[Given records]
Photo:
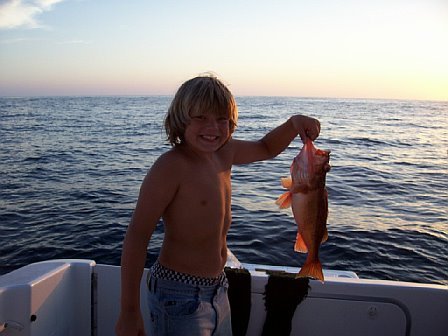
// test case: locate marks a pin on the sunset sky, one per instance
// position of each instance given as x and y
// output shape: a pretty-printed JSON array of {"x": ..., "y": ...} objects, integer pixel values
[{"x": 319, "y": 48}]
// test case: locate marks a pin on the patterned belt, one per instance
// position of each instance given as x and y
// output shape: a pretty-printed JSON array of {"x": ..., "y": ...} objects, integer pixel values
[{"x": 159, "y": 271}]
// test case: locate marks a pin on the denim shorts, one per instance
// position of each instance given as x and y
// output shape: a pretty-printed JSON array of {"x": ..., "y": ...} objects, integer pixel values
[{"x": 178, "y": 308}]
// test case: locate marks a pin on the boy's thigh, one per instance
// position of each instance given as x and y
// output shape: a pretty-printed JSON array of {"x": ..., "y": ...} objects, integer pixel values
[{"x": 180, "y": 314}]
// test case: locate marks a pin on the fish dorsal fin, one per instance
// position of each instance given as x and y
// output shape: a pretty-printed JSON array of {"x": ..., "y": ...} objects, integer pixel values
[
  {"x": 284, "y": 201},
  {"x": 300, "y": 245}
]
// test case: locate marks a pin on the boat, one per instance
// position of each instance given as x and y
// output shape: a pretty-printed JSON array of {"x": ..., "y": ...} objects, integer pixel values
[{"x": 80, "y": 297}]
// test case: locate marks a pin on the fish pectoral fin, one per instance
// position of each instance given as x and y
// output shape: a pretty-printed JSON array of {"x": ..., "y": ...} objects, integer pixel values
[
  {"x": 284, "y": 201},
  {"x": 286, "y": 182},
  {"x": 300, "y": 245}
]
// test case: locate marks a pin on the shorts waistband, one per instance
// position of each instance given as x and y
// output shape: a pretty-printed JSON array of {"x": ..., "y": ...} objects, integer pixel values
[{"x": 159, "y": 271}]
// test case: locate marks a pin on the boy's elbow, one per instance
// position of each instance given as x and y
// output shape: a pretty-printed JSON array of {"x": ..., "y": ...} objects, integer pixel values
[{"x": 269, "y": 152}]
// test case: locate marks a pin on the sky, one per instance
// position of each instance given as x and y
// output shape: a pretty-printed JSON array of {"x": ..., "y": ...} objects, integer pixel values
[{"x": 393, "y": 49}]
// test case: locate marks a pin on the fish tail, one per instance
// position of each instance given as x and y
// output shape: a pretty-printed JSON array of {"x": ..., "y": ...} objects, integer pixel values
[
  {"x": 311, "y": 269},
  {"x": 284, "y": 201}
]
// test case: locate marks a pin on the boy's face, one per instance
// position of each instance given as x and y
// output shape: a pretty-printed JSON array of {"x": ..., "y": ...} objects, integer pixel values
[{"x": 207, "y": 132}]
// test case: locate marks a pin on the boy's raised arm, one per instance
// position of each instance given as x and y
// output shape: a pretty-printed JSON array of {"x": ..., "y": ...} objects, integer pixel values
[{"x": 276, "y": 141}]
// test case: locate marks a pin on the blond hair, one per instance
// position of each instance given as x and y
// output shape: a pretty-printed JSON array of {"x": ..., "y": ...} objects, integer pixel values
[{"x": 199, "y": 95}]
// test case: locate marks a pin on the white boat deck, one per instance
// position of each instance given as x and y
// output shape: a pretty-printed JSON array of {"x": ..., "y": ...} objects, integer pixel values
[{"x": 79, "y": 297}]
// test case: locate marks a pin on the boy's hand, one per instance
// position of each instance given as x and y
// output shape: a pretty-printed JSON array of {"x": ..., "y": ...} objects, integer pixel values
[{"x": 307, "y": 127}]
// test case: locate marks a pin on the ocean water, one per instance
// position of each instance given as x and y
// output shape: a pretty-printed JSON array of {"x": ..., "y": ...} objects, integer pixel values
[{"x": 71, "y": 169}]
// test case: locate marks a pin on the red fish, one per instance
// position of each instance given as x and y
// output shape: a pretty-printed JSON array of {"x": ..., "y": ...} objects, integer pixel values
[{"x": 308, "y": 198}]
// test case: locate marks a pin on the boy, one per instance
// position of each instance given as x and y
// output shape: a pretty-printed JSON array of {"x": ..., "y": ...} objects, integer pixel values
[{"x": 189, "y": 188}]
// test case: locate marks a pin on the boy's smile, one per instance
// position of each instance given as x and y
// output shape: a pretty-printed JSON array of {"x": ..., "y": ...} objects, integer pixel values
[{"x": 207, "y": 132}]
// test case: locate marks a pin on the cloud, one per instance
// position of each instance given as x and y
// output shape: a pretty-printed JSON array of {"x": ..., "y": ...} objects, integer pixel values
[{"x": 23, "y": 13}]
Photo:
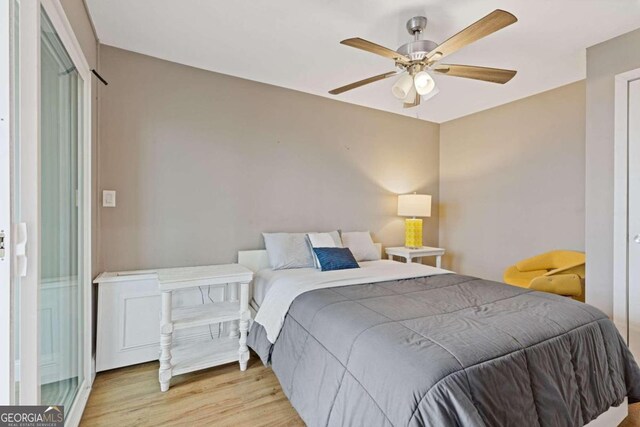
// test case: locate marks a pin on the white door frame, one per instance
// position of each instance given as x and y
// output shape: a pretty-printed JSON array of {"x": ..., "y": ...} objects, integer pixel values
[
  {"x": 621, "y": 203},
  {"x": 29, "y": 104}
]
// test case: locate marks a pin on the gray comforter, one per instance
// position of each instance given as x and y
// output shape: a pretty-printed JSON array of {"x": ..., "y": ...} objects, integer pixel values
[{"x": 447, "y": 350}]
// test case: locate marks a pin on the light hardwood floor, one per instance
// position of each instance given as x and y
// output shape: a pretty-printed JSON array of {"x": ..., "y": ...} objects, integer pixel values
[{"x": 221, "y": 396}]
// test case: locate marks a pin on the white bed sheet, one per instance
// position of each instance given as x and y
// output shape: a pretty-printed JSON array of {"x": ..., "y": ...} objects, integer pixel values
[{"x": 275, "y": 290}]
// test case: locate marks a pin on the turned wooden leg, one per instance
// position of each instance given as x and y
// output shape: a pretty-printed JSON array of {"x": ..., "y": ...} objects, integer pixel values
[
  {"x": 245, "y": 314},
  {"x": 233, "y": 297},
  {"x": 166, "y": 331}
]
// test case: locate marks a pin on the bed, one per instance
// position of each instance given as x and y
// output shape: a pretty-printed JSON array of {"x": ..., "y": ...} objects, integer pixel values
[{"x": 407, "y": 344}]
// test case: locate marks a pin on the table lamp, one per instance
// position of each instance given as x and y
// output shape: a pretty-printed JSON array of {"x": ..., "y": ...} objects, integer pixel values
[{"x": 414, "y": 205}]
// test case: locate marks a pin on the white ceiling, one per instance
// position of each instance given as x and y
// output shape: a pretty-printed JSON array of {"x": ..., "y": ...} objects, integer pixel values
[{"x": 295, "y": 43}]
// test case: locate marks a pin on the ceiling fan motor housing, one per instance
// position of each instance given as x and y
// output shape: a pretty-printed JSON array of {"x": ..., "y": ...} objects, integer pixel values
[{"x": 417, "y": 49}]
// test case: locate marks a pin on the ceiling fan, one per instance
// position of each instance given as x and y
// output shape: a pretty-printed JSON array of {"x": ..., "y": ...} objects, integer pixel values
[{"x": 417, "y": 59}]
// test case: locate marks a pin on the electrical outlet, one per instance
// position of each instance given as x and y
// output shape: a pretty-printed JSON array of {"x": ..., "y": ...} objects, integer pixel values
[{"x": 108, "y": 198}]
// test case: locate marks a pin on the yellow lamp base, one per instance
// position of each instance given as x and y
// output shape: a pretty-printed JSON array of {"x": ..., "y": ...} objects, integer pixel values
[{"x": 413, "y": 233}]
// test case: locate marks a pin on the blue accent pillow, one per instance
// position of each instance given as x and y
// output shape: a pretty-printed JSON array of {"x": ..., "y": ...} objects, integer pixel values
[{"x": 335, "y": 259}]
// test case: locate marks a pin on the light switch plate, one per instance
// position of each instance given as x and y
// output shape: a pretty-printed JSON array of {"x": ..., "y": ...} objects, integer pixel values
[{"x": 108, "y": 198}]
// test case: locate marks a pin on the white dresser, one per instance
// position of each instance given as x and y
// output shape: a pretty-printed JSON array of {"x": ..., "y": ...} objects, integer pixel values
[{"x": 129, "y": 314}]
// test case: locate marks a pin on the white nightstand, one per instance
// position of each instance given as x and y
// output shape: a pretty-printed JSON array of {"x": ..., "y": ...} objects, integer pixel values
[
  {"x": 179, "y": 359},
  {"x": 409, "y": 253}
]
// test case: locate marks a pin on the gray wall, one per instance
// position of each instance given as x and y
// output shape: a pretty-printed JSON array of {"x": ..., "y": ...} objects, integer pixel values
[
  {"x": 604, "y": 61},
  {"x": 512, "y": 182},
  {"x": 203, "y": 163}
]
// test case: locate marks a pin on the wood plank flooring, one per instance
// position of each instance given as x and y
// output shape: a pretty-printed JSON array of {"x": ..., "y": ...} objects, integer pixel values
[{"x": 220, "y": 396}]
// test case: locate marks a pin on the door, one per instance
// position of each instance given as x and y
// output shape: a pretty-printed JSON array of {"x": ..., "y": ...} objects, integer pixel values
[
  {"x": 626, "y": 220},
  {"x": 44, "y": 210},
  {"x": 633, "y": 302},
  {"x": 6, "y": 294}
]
[/Given records]
[Given records]
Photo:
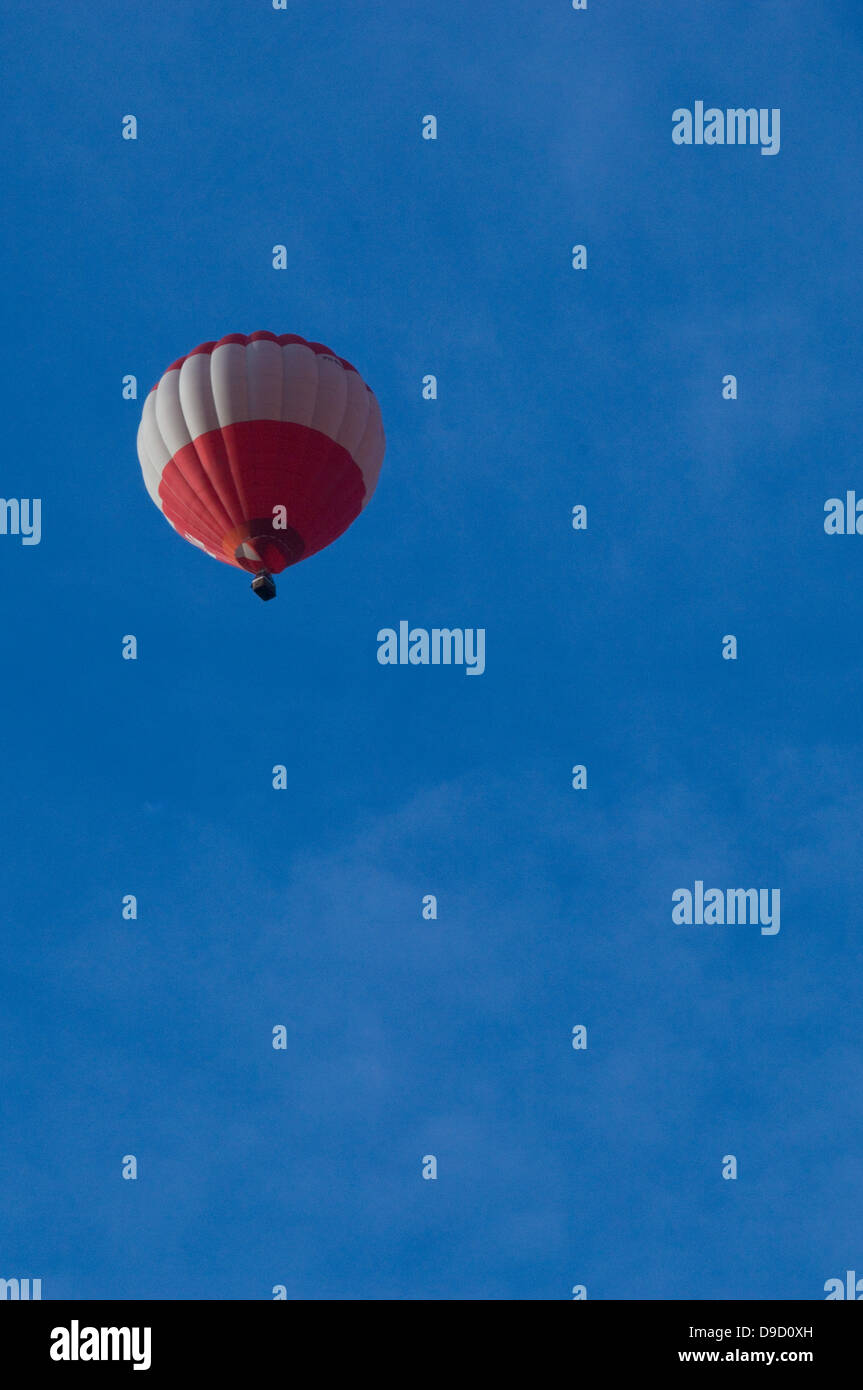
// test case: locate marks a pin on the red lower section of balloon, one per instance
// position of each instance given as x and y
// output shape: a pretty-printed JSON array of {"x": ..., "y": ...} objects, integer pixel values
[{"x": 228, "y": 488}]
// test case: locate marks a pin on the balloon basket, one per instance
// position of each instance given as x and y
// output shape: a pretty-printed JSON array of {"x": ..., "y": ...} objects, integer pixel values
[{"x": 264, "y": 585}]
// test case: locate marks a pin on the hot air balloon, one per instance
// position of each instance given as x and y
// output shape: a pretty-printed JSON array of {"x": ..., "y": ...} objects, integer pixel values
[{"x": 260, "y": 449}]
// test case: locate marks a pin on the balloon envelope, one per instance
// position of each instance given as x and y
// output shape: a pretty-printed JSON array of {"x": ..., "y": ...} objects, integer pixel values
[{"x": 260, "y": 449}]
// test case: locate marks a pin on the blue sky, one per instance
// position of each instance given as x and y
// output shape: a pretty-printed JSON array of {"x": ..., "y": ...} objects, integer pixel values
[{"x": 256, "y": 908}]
[/Given records]
[Given records]
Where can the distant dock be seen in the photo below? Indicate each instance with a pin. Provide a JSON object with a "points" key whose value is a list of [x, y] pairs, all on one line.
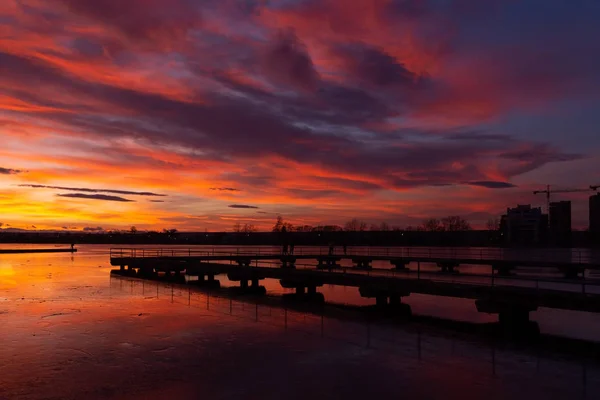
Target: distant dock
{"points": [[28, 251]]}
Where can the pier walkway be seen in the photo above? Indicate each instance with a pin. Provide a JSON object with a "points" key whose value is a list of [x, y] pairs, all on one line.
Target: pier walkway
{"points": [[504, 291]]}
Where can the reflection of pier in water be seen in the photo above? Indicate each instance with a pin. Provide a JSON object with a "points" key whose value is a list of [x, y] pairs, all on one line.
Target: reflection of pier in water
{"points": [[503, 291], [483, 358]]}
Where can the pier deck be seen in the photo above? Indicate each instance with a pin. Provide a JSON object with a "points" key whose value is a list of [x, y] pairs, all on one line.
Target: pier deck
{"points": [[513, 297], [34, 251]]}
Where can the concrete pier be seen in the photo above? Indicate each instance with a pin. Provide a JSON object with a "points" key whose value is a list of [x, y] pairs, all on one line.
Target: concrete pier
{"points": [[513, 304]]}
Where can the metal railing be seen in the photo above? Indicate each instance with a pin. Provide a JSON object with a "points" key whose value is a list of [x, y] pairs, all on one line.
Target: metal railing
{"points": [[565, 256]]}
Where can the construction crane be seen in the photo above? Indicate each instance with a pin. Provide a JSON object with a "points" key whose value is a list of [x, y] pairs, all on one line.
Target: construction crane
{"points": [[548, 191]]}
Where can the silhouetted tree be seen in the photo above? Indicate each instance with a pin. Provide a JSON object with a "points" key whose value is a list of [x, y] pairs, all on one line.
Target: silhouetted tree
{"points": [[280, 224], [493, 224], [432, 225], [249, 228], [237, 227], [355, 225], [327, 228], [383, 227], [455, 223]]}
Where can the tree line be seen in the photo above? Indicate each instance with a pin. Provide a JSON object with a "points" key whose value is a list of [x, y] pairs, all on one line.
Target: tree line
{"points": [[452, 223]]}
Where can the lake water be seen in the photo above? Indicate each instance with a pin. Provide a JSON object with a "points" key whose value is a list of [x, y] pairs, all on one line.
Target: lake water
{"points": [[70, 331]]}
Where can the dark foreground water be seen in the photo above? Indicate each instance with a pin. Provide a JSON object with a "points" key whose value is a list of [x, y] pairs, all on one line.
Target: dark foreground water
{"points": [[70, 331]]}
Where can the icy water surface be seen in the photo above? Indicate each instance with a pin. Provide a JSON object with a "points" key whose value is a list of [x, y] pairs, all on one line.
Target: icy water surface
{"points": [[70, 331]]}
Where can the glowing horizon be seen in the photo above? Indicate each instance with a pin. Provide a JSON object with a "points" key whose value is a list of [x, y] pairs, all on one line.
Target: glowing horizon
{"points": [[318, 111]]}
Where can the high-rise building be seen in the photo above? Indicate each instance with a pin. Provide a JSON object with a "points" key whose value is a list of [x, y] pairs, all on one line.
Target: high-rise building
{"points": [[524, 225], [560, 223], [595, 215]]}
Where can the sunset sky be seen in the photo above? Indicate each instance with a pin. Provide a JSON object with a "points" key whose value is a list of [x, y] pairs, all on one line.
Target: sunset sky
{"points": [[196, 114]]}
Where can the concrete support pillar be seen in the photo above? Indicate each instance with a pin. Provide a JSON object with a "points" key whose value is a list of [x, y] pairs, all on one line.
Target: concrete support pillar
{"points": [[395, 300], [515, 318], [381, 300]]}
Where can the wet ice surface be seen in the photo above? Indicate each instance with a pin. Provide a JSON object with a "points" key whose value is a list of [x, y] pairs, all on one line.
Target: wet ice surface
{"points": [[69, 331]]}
[/Given records]
> _Exercise_: Nothing but a number should be given: how many lines in the records hold the word "ceiling".

> _Written answer_: 3